[Source data Boundary: Start]
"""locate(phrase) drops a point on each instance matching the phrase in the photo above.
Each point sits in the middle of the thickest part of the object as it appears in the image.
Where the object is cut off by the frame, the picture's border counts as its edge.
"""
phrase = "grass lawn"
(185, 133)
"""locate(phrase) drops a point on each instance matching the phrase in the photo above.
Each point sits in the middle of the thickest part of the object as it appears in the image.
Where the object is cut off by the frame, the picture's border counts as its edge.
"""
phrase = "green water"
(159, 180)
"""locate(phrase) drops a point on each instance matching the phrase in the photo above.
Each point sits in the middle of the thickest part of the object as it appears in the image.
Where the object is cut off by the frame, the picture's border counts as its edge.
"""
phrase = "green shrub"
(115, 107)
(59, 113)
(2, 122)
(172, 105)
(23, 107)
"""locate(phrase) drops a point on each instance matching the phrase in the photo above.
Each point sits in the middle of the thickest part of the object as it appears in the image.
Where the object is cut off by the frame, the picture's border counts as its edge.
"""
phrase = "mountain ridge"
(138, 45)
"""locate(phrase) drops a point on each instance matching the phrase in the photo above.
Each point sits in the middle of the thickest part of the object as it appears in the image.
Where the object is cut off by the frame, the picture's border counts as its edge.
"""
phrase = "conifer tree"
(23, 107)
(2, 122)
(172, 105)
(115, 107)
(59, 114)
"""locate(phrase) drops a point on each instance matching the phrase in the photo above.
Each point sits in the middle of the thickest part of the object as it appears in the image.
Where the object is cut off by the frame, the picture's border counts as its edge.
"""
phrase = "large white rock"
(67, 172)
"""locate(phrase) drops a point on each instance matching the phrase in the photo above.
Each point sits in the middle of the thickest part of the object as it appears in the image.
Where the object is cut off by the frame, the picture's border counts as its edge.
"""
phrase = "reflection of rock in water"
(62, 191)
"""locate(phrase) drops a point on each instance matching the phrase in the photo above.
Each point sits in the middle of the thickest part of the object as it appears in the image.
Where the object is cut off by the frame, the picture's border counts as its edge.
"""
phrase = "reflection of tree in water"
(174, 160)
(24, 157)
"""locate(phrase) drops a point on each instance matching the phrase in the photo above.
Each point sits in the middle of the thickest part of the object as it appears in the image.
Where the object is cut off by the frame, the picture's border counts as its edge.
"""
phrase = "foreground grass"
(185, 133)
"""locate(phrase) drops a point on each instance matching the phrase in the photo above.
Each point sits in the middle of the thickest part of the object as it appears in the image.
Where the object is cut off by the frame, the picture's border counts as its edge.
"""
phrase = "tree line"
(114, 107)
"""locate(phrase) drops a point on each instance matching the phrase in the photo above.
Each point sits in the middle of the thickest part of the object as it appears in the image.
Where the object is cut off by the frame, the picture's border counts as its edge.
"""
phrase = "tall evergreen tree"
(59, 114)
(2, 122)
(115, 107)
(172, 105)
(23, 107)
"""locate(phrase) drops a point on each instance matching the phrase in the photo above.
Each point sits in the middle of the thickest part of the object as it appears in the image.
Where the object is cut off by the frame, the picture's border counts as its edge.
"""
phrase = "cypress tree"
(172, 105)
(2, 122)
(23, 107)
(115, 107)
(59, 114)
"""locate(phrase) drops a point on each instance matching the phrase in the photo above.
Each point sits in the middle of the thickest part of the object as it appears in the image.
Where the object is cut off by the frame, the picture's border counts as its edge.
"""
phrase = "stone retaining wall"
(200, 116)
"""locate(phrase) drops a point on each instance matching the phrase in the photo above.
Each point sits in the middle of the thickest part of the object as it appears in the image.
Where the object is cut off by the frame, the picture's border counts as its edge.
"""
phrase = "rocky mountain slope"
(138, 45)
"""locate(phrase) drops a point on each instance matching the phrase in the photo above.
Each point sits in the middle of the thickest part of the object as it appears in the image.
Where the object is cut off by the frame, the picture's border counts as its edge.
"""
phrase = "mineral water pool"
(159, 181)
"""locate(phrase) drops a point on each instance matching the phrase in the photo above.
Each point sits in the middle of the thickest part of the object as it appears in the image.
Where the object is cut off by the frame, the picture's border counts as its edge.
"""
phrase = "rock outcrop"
[Source data Boundary: End]
◆ Problem ◆
Every entry above should be transcribed exactly as it appears.

◆ Task response ◆
"""locate(phrase) drops a point on each instance matching the phrase in the photo above.
Each point sits in the middle of the thickest part of the object as it appears in the image.
Where the object is cut off by the frame, the picture's border counts as its edge.
"""
phrase = "grass lawn"
(185, 133)
"""locate(phrase) drops a point on each instance matching the phrase in the photo above.
Each point sits in the middle of the thickest part of the object as it appears in the image.
Where the object is cut off by the frame, the picture's border counts as its edge.
"""
phrase = "green water"
(159, 180)
"""locate(phrase) drops a point on each instance matching the phrase in the photo above.
Each point sits in the middle of the thickest part of the object as it appears in the image.
Where the object is cut off by the frame, the picture's border counts as its edge.
"""
phrase = "green shrub"
(115, 107)
(59, 113)
(2, 122)
(172, 105)
(23, 107)
"""locate(phrase) drops a point on each instance matching the phrase in the photo above.
Each point sits in the middle of the thickest part of the object as it appears in the image.
Where the object is cut off by the frame, the picture's border counts as its edge.
"""
phrase = "mountain ridge"
(138, 45)
"""locate(phrase) drops a point on each instance matching the phrase in the photo above.
Each point sits in the middle of the thickest part of the object as it appears in the image.
Where the object is cut off by the frame, the picture's border counts as its edge.
"""
phrase = "conifer tree"
(23, 107)
(2, 122)
(172, 105)
(115, 107)
(59, 114)
"""locate(phrase) drops a point on each instance matching the phrase in the photo above.
Each point sits in the middle of the thickest part of the object as it appears in the image.
Where the object is cut off by the frame, the picture's border counts as its edge.
"""
phrase = "large white rock"
(67, 172)
"""locate(phrase) drops a point on each instance matching the phrase in the photo above.
Each point sits in the middle of the thickest part of the object as it appears in the image.
Where the object is cut off by the frame, the picture's border counts as its edge.
"""
phrase = "reflection of rock in water"
(62, 191)
"""locate(phrase) drops a point on each instance matching the phrase in the photo above.
Each point sits in the middle of the thickest part of the object as it appears in the image.
Where the object is cut off by the frame, the picture's border counts as its edge.
"""
phrase = "reflection of tree in water"
(174, 160)
(24, 157)
"""locate(phrase) drops a point on each instance matching the phrase in the photo above.
Each point sits in the middle of the thickest part of the object as it appears in the image.
Where the object is cut off by the frame, the picture's border counts as its edge.
"""
phrase = "foreground grass"
(185, 133)
"""locate(phrase) drops a point on each instance matching the phrase in the photo above.
Each point sits in the middle of the thickest part of the object as it appears in the image.
Where the object is cut off by the frame, the picture's border counts as its edge.
"""
phrase = "tree line"
(114, 107)
"""locate(phrase) drops a point on each instance matching the phrase in the photo above.
Each point sits in the middle of the thickest part of the object as it appears in the image.
Where the object is cut off by the frame, the picture's border counts as its edge.
"""
phrase = "tall evergreen tree"
(59, 114)
(2, 122)
(115, 107)
(172, 105)
(23, 107)
"""locate(phrase) drops a point on each instance matching the phrase in the photo above.
Each point sits in the middle of the thickest part of the object as it appears in the image.
Where the object is cut off by the frame, the picture's border counts as its edge.
"""
phrase = "cypress tree"
(172, 105)
(2, 122)
(23, 107)
(115, 107)
(59, 114)
"""locate(phrase) drops a point on each instance matching the phrase in the photo above.
Each point sits in the middle of the thickest part of the object as it appears in the image.
Where the object is cut off by the frame, the picture's border counts as its edge.
"""
phrase = "stone retaining wall"
(200, 116)
"""locate(phrase) drops a point on each instance matching the phrase in the photo above.
Each point sits in the middle of the thickest part of the object as it appears in the image.
Where the object is cut off by the frame, the picture's border counts as its edge.
"""
phrase = "rocky mountain slope"
(138, 45)
"""locate(phrase) drops a point on each instance matching the phrase in the photo above.
Each point sits in the middle of the thickest part of the object as it appears in the image.
Where the object is cut off by the frame, the picture's border counts as its edge.
"""
phrase = "mineral water pool"
(159, 181)
"""locate(phrase) drops a point on each instance matching the phrase in the photo above.
Each point sits in the middle of the thickest part of the object as it appears in the image.
Where the object is cut off by the frame, the picture's border counts as its edge.
"""
phrase = "rock outcrop"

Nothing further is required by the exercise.